• [TEXT SHOWN]
* * * * *

Canada and the United States are preparing to extend the closure of their border to non-essential travel because of the coronavirus pandemic until August 21, a source familiar with the talks said Tuesday.
The world’s longest frontier has been closed to everything but goods trade since March 21.
The current shutdown runs out on July 21 and is expected to be extended for a month, said the source, who spoke on condition of anonymity.
The leaders of several Canadian provinces have spoken out against reopening the border as the United States sees an explosion of virus cases in some states.
A few hours after speaking with President Donald Trump on Monday, Canadian Prime Minister Justin Trudeau said a decision would be made in the next few days.
“We recognize that the situation continues to be complex in the United States in regards to COVID-19,” Trudeau told reporters.
“Every month, we have been able to extend the border closures to all but essential goods and services and those discussions are ongoing,” he added.
A recent poll showed that more than 80 percent of Canadians want the border to stay closed for now.
Half of Americans are in favor of reopening it, compared to just 11 percent of Canadians, according to the Legere poll carried out July 3-5.
The United States is the hardest hit country in the world by the pandemic, with nearly 3.4 million cases and more than 135,000 deaths.
Canada has recorded more than 8,800 deaths and more than 108,000 cases.
The closure of the US borders with Canada and Mexico has been renewed monthly.
Under normal circumstances, more than 400,000 Americans and Canadians cross their shared frontier each day.

* * * * *

• [GIVEN ENTRIES]
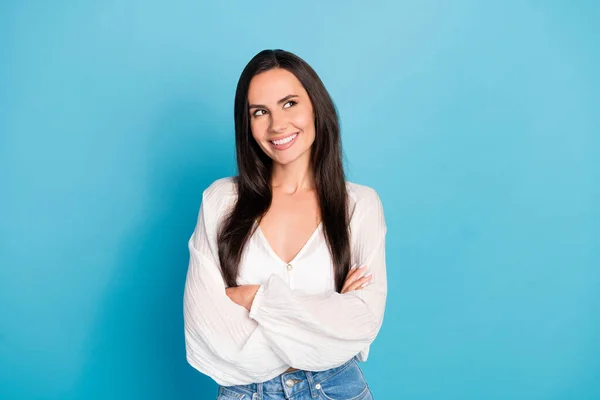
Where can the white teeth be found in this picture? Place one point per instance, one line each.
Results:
(284, 141)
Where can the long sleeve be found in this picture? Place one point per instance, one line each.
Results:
(317, 332)
(221, 340)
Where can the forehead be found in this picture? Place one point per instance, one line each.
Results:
(272, 85)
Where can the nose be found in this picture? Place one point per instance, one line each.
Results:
(278, 123)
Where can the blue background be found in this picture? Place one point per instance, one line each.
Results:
(477, 122)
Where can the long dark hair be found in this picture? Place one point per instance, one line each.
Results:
(253, 182)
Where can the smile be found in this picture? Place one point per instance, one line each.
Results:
(285, 143)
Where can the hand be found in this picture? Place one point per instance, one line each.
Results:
(355, 280)
(242, 295)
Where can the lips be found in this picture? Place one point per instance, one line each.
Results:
(286, 143)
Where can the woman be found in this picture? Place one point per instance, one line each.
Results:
(272, 307)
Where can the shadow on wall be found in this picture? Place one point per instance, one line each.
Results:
(136, 346)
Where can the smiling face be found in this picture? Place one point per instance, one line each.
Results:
(281, 116)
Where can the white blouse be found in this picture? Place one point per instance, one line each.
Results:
(297, 318)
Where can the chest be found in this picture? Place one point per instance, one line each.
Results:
(289, 224)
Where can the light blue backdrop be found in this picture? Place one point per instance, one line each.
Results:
(477, 122)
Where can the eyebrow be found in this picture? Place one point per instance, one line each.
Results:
(283, 100)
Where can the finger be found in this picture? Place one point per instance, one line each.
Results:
(361, 283)
(357, 283)
(352, 275)
(355, 273)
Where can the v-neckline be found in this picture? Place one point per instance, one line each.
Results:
(300, 252)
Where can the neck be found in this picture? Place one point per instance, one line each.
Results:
(293, 177)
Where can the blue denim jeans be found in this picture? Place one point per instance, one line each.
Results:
(345, 382)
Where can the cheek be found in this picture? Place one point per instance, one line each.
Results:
(304, 120)
(258, 130)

* * * * *

• [DIRECTIONS FOR THIS TASK] According to the border closure article, when does the current shutdown run out?

• [EXERCISE RESPONSE] July 21